AIM OF THE TASK →
The required answer is a copy of each line in the entries below that includes "brown".

Records from a data collection
'''
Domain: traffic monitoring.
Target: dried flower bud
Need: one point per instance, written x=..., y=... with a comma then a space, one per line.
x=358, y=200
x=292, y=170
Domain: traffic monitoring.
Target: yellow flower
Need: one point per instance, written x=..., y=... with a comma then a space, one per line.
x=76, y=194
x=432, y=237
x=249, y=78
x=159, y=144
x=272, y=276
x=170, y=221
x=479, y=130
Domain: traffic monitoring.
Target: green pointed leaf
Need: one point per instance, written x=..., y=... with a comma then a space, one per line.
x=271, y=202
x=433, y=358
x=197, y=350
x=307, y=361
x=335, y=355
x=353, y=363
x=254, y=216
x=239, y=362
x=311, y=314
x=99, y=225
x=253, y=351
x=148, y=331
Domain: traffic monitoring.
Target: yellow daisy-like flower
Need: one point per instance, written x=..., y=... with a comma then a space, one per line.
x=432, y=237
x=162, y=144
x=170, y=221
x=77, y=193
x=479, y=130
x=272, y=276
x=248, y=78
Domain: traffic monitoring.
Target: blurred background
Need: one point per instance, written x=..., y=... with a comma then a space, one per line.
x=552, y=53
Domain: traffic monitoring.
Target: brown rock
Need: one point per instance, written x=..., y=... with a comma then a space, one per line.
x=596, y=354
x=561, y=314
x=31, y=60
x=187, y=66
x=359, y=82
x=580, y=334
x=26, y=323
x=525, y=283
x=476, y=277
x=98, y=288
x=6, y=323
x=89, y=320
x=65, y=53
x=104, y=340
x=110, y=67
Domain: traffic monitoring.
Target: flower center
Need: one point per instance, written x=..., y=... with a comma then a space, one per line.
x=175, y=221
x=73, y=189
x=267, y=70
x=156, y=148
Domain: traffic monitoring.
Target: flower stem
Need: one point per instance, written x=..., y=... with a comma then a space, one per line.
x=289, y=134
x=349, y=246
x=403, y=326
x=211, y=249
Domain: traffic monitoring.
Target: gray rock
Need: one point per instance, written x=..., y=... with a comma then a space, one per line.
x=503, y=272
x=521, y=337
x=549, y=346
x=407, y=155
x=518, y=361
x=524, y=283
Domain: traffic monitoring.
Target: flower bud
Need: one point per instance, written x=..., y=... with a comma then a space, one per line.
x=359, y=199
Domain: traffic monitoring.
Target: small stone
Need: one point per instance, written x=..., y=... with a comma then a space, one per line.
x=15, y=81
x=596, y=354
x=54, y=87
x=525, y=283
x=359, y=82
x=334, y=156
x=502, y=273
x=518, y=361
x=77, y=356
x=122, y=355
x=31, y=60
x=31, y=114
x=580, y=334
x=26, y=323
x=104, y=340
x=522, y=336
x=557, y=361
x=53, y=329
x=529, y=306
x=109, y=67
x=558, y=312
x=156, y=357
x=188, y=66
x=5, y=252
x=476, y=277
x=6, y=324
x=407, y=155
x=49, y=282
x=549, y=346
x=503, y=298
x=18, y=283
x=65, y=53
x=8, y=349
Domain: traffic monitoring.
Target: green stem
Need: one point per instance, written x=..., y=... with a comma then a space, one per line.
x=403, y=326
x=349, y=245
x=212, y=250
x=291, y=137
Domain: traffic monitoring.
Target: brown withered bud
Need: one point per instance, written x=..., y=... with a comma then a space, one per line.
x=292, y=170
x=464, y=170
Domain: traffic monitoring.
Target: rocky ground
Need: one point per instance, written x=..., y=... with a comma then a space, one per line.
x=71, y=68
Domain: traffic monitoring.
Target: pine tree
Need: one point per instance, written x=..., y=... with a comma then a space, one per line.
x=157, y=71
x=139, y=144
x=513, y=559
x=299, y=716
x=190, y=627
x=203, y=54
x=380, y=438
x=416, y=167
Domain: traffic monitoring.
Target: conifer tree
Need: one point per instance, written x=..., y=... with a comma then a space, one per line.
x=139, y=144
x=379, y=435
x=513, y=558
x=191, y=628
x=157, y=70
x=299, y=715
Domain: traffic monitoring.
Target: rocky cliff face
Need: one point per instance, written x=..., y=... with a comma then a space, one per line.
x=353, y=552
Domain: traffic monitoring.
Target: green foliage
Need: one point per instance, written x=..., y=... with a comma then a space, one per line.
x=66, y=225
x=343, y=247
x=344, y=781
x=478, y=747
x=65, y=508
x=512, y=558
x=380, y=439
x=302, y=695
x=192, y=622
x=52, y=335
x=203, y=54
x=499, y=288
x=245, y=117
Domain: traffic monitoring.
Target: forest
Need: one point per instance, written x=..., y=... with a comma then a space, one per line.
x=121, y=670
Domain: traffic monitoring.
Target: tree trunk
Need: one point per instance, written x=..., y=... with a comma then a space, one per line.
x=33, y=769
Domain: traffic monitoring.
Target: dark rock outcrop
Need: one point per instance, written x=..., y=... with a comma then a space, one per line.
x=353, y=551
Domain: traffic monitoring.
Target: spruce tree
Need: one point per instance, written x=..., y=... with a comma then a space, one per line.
'''
EXERCISE ANSWER →
Target: brown rock
Target: brown withered bud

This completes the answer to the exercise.